→ Stated task 1
Copy the stretch of the DeepGym project page from "solution = '''" through "result = dg.run(env, model_output=solution)" word for word.
→ Stated task 2
Render this sentence from the DeepGym project page in Spanish: "It runs the code in a sandbox, checks it against a verifier, and hands back a score."
→ Stated task 3
Carry the DeepGym project page on from its final line.

--- Source document ---

RL training environments with verifiable rewards for coding agents

These details have not been verified by PyPI

Project links

Project description

DeepGym

RL training environments with verifiable rewards for coding agents.

You give it model-generated code. It runs the code in a sandbox, checks it against a verifier, and hands back a score. That score plugs straight into TRL, verl, OpenRLHF, or whatever you're using for GRPO/DAPO/PPO.

Quick Start

pip install deepgym

from deepgym import DeepGym, load_environment

dg = DeepGym(mode='local')
env = load_environment('coin_change')

solution = '''
def coin_change(coins, amount):
    dp = [float('inf')] * (amount + 1)
    dp[0] = 0
    for coin in coins:
        for x in range(coin, amount + 1):
            dp[x] = min(dp[x], dp[x - coin] + 1)
    return dp[amount] if dp[amount] != float('inf') else -1
'''

result = dg.run(env, model_output=solution)
print(f'Score: {result.score}, Passed: {result.passed}')

--- Data extract ---

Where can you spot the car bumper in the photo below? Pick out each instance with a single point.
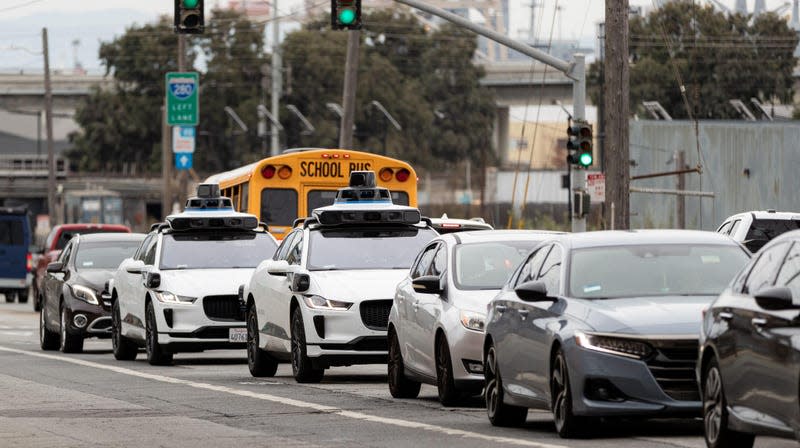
(629, 384)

---

→ Expected output 1
solution = '''
def coin_change(coins, amount):
    dp = [float('inf')] * (amount + 1)
    dp[0] = 0
    for coin in coins:
        for x in range(coin, amount + 1):
            dp[x] = min(dp[x], dp[x - coin] + 1)
    return dp[amount] if dp[amount] != float('inf') else -1
'''

result = dg.run(env, model_output=solution)

→ Expected output 2
Ejecuta el código en un entorno aislado, lo contrasta con un verificador y devuelve una puntuación.

→ Expected output 3
How it works

prompt --> model --> DeepGym sandbox --> verifier --> score --> training loop
                        |                  |
                     Daytona /          JSON protocol:
                     local subprocess   score, passed, reward_components

Model writes code. DeepGym runs it. Verifier checks it. You get back a score and per-test-case breakdown showing exactly which tests passed and which didn't.

What's in the box

24 built-in coding environments (ship with pip install)
2,350+ importable benchmarks (HumanEval, MBPP, BigCodeBench, EvalPlus)
Per-test-case reward traces (not just pass/fail -- you see which tests broke)
Deterministic seeding (same input, same score, every time)
Three runtime modes: local subprocess, self-hosted Daytona, cloud Daytona
Drop-in reward functions for TRL, verl, OpenRLHF
lm-evaluation-harness task adapter (evaluate with lm_eval --tasks deepgym_*)
HuggingFace Hub integration (share environments as HF datasets)
Batch scoring for GRPO (score N completions in parallel)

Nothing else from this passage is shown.